> [Task brief]
Find the string "neighboring" in the listing below and return each line it appears in.
────────
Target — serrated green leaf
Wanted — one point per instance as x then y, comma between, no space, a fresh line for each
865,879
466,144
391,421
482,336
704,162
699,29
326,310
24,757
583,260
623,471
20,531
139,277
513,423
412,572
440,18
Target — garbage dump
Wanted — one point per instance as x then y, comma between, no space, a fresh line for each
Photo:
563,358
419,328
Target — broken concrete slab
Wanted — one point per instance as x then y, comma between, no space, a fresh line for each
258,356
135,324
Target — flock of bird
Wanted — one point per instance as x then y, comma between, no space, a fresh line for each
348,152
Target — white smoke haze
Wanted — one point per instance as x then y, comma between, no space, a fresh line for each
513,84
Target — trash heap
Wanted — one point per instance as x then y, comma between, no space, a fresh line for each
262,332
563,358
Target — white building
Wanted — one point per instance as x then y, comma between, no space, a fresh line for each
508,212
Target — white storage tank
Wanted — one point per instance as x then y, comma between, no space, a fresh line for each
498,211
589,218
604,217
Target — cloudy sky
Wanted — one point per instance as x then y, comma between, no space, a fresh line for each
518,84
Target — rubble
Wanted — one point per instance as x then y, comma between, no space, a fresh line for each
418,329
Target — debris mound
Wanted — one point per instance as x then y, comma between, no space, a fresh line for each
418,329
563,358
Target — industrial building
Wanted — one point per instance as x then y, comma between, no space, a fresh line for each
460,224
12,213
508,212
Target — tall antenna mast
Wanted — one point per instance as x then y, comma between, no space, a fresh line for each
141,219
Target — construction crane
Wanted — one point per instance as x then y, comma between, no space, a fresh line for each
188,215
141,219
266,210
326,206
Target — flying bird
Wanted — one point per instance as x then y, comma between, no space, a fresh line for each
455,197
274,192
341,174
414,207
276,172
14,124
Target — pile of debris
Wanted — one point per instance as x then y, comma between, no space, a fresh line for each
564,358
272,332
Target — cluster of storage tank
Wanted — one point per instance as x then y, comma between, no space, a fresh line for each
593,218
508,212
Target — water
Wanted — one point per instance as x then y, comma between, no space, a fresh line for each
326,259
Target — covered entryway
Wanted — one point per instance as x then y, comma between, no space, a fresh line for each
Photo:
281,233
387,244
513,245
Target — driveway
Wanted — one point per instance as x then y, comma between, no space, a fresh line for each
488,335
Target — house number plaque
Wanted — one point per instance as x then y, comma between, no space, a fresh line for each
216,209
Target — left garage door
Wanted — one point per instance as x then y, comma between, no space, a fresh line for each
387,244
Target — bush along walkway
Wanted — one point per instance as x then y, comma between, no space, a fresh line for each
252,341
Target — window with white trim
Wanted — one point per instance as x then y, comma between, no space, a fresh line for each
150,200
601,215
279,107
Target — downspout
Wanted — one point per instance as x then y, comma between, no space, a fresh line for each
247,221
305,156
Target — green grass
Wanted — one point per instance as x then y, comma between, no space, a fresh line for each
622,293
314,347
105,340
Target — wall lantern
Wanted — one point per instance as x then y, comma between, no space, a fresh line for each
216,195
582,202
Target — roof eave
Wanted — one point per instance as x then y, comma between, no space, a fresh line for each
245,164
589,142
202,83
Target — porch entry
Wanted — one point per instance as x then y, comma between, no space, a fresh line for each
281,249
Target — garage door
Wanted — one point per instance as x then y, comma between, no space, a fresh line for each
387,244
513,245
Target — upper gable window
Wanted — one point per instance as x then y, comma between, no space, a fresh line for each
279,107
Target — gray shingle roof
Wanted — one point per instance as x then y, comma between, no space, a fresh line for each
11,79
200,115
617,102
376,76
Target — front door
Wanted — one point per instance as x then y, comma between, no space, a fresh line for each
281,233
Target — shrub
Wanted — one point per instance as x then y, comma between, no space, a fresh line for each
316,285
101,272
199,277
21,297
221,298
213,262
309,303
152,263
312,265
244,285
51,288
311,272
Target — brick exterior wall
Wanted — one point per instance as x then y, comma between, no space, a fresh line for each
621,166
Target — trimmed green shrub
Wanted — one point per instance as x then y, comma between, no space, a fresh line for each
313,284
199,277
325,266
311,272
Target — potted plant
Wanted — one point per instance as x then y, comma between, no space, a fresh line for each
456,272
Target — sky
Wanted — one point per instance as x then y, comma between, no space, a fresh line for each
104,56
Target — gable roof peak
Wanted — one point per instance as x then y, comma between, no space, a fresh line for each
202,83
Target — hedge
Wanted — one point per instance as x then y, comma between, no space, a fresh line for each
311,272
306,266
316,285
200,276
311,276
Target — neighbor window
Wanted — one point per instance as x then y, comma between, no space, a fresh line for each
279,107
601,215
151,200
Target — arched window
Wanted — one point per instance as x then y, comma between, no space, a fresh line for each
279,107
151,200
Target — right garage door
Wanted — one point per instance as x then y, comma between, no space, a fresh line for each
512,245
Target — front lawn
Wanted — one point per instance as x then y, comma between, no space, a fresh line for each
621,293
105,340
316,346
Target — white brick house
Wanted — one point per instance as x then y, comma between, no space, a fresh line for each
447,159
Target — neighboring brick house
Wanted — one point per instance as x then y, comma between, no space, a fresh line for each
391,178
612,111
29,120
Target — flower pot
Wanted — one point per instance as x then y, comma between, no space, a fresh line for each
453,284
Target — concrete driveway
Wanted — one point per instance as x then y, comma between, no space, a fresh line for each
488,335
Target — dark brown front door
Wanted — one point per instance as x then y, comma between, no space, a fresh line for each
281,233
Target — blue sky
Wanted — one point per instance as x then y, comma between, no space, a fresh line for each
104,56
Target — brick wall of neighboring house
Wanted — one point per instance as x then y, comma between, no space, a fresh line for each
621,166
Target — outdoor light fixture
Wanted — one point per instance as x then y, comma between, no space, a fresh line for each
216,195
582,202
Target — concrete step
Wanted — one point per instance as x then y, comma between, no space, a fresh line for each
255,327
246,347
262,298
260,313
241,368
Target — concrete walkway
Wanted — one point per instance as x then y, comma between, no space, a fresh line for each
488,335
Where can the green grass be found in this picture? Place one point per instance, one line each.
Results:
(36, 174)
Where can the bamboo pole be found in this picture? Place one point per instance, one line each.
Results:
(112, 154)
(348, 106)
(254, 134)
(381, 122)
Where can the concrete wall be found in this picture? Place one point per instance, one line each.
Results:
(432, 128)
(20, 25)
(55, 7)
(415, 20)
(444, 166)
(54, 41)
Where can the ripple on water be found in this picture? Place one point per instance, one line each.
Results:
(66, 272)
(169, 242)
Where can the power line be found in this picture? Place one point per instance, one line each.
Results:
────────
> [Your response]
Target — neighboring brick house
Target — brick wall of neighboring house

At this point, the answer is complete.